Short problem: Print the entries below without any changes, from the line containing "The locate routine indicates the black" through the end of the entries.

# # # # #

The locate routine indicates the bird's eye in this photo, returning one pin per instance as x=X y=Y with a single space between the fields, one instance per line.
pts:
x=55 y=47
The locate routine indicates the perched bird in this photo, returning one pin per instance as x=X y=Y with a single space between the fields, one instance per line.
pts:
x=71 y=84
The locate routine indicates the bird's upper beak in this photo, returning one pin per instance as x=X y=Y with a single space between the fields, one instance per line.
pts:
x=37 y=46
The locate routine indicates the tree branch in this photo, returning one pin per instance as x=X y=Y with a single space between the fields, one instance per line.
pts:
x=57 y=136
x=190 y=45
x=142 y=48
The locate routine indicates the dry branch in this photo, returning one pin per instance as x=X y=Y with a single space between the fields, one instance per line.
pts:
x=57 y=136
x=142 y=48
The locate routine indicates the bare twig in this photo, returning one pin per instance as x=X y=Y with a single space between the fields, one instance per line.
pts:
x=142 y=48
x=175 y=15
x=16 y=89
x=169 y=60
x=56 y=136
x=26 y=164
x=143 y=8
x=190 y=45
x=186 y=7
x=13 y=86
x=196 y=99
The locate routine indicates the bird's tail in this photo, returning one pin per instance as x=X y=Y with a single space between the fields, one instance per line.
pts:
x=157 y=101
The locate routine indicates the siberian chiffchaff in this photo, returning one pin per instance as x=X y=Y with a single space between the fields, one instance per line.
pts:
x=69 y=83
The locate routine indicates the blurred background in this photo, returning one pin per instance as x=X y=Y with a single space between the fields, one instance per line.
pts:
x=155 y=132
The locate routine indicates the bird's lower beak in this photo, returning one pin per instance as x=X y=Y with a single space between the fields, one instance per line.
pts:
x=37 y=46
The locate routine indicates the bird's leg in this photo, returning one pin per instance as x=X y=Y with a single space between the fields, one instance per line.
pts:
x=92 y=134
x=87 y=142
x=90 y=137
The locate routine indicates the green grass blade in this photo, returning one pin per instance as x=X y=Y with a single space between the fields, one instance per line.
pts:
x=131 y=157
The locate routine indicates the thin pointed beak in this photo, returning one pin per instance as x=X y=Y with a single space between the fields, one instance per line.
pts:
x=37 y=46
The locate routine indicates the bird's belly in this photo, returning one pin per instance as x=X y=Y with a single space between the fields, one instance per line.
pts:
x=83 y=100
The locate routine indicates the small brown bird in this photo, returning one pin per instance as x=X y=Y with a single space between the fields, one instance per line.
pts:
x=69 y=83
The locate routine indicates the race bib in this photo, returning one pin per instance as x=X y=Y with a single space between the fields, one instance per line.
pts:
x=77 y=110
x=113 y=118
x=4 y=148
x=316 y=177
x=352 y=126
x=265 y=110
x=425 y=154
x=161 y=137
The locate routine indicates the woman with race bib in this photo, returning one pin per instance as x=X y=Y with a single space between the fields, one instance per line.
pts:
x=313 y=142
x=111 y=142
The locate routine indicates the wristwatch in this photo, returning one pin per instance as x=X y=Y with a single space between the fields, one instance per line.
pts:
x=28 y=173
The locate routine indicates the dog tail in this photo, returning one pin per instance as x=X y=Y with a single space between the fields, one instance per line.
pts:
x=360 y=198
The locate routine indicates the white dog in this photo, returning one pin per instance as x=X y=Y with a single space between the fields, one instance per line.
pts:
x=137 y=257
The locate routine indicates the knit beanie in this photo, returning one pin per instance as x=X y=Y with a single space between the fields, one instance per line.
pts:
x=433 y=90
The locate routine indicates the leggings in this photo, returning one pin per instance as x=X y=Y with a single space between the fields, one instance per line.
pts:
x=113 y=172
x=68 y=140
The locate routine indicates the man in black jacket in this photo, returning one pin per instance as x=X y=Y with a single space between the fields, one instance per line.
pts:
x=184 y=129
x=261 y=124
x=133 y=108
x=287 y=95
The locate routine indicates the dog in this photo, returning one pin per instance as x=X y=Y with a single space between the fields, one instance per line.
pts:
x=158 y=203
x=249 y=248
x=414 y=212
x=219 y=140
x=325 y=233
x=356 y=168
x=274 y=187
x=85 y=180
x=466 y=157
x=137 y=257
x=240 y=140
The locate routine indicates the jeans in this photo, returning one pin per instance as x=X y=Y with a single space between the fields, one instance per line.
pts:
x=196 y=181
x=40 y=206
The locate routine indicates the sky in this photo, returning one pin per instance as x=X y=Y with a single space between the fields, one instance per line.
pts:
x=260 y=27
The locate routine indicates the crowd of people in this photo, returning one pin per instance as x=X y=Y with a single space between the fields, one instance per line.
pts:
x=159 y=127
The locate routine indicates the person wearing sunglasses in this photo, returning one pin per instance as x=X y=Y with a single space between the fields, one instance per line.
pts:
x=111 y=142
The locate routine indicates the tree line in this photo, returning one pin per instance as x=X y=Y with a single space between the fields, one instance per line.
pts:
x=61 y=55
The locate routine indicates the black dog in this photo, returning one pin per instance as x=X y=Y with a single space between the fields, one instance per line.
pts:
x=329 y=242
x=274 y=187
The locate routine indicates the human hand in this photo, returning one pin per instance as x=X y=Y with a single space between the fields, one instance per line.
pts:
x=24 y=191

# # # # #

Answer to the task:
The locate routine indicates the black dog in this photo, returning one pin per instance as x=X y=Y with a single space between the fields, one instance per line.
pts:
x=329 y=242
x=274 y=187
The locate routine indicates the human hand in this photo, returning one pin per instance as x=X y=Y with a single space between the fields, one instance per line.
pts:
x=24 y=191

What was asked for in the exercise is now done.